Input material:
§
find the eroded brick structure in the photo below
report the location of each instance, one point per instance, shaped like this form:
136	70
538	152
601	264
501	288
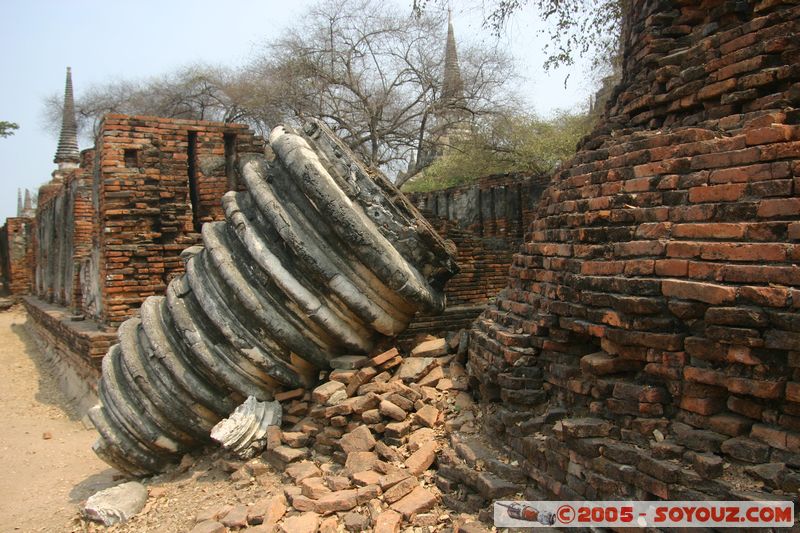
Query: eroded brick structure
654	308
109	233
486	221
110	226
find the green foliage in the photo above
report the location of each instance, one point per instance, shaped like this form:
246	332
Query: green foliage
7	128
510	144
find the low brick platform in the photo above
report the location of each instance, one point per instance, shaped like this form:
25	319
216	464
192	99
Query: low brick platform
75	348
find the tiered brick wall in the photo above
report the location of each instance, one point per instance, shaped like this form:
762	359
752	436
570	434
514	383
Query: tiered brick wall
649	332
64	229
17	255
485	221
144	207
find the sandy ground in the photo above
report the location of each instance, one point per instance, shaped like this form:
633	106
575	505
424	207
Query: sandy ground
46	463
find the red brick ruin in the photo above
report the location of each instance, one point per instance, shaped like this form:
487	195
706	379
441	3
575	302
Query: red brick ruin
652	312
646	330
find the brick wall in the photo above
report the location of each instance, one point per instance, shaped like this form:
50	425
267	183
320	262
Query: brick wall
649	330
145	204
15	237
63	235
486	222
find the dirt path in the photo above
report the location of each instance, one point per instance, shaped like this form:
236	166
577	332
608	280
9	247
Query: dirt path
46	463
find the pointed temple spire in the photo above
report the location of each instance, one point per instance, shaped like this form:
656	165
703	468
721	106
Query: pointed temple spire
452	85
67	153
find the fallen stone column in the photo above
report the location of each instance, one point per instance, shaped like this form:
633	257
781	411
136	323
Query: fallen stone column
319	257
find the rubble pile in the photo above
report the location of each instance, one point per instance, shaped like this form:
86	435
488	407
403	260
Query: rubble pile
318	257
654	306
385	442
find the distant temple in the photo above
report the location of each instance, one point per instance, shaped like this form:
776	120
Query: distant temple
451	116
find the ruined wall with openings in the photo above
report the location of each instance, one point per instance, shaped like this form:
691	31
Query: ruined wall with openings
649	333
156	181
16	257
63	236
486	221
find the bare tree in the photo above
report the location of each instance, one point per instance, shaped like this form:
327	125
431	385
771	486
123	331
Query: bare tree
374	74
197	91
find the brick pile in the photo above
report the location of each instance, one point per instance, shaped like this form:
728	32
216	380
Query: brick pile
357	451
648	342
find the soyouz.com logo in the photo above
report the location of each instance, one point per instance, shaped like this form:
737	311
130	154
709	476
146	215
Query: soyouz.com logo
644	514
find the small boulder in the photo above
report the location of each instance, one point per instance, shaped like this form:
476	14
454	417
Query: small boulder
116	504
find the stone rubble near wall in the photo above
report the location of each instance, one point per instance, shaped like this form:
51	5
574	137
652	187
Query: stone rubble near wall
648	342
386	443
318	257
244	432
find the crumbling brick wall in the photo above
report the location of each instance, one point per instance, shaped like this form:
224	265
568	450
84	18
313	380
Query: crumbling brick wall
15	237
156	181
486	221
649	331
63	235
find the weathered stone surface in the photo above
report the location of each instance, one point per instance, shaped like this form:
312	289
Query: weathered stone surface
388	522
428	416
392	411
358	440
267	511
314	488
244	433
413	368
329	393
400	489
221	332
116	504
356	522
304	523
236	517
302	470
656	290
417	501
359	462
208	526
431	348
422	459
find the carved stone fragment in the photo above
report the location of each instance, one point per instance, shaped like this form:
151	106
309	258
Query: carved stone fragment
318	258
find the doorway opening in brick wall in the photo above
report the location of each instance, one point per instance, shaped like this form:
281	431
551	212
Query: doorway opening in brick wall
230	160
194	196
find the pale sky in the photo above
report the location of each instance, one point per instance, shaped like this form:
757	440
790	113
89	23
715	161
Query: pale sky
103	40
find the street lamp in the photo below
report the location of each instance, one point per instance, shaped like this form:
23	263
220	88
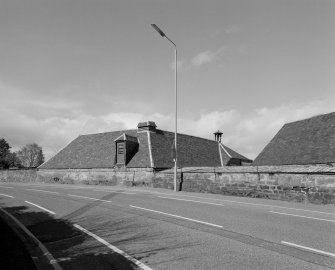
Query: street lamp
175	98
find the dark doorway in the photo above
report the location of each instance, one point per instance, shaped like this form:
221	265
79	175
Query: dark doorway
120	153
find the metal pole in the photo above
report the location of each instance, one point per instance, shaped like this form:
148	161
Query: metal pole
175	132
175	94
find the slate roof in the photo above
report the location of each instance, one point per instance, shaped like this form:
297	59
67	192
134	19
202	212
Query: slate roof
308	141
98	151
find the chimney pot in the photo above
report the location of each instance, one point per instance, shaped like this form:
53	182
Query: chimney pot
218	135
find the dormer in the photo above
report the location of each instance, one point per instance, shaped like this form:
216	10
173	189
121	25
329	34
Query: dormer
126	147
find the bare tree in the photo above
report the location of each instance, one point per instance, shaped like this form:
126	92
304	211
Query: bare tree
§
Please return each line of the listing exactly as written, excluding the images.

Solution for this exercise:
find the eroded brick structure in the photo below
report the location of each instance, one point per instance, shaped like this form:
136	70
538	152
601	264
501	288
Query: eroded brick structure
654	308
109	233
486	221
110	226
find the green foliage in the photo above
report the location of each instance, one point per instance, shaped like this form:
246	332
Query: green foliage
7	128
510	144
find the low brick platform in the photo above
report the location of each instance, one point per instance, shaped like this form:
25	319
216	464
192	99
Query: low brick platform
75	348
find the tiered brick wall in the photo above
report the location of each instance, one point per instance, shaped like this form:
762	359
752	436
570	434
514	383
Query: tiered brick wall
649	332
64	229
17	255
485	221
144	207
find the sandy ground in the photo above
report the location of each instance, one point per instance, shaped like this form:
633	106
575	505
424	207
Query: sandy ground
46	463
find the red brick ruin in the photo above
report the location of each instance, one point per instance, shaped like this form:
487	195
706	379
441	3
575	302
Query: red brick ruin
652	312
646	330
find the brick wall in the photo above
report the location of each instance, one point per instance, shaped like this form:
50	425
267	183
320	262
Query: brick wall
649	330
145	204
15	237
63	235
486	222
find the dirt path in the photo above
report the location of each instance, one point per instance, shaped like this form:
236	166
577	332
608	280
9	247
Query: dirt path
46	463
find the pointed temple spire in the photo above
report the location of each instance, one point per instance, shaped like this form:
656	165
703	468
721	106
Query: pointed temple spire
452	85
67	153
find the fallen stone column in the photo above
report the location of each instance, one point per instance, shaped like this form:
633	257
781	411
136	323
Query: fallen stone column
319	257
find the rubble pile in the photo above
report the location of each instance, one point per instance, shaped like this form:
86	435
488	407
403	260
Query: rubble pile
318	257
654	306
385	442
find the distant temple in the photo above
report the location of each instance, one point per instance, shaped like this form:
776	120
Query: distant temple
451	116
find the ruined wall with openings in the photo above
report the location of each instance, one point per instance, shaped like this form:
691	31
Query: ruined wall with openings
649	333
156	181
16	257
63	236
486	221
find the bare tree in the photo above
report the location of each instance, one point per instance, shaped like this form:
327	125
431	385
771	486
123	331
Query: bare tree
374	74
197	91
find the brick pile in the photo above
report the location of each instance, one point per instance, shaped like this form:
728	32
216	380
Query: brick pile
357	451
648	342
find the soyouz.com logo in the photo above
report the location of each instance, one point per instance, shaped like this form:
737	311
130	154
709	476
146	215
Query: soyouz.com logo
644	514
find the small boulder in the photo above
report the location of each instance, one point per instance, shaped like this form:
476	14
454	417
Query: small boulder
116	504
find the stone rubble near wall in the photo above
report the location of each instance, one point per instance, shaped like this form:
51	5
574	137
652	187
Query: stone rubble near wall
648	342
386	443
318	257
244	432
find the crumbling brick wall in the photo above
report the location of each instance, one point per instance, shaped like this form:
224	265
568	450
84	18
313	380
Query: crumbling brick wall
15	237
156	181
486	221
649	331
63	235
find the weathered stone surface in the photo above
report the location of each instance, one point per instance, shaped like this form:
312	289
Query: weathered stone surface
388	522
428	416
392	411
358	440
267	511
314	488
244	433
413	368
329	393
400	489
221	332
116	504
356	522
304	523
236	517
302	470
656	290
417	501
359	462
208	526
431	348
422	459
find the carved stone fragment in the photo above
report the location of each instance, one point per instance, shaped like this form:
151	106
309	258
Query: carved stone fragment
318	258
find the doorway opening in brick wall in the photo above
report the location of each instance, one point per instance, shaped like this form:
281	431
551	212
Query: doorway opening in brick wall
230	160
194	196
find the pale sky in the photo above
report the location of each instance, one point per instance, shaped like this form:
757	440
790	113
89	23
715	161
Query: pale sky
103	40
find the street lamp in the photo below
report the location of each instance, one point per instance, shaped like this form:
23	263
220	88
Query: street lamp
175	98
find the dark doorway in the photo above
report the location of each instance, one point per instance, shaped like this form:
221	265
79	175
Query: dark doorway
120	153
find the metal pole in the photo above
report the location of each instance, one point per instance, shaped like this form:
148	161
Query: metal pole
175	132
175	94
find the slate roof in the photo above
report the location of each instance, one point per instance, shaped like this form:
297	59
67	192
134	19
202	212
Query: slate roof
308	141
98	151
find the chimney pot in the photo above
report the location of each instance, one point per instance, shaped like this form:
53	182
Query: chimney pot
218	135
find the dormer in the photo above
report the location of each instance, one point per instance, shaped like this form:
216	10
173	189
121	25
329	34
Query: dormer
126	147
find the bare tree in the photo above
report the location of each instance, one point per instance, shaped like this form:
126	92
304	211
Query: bare tree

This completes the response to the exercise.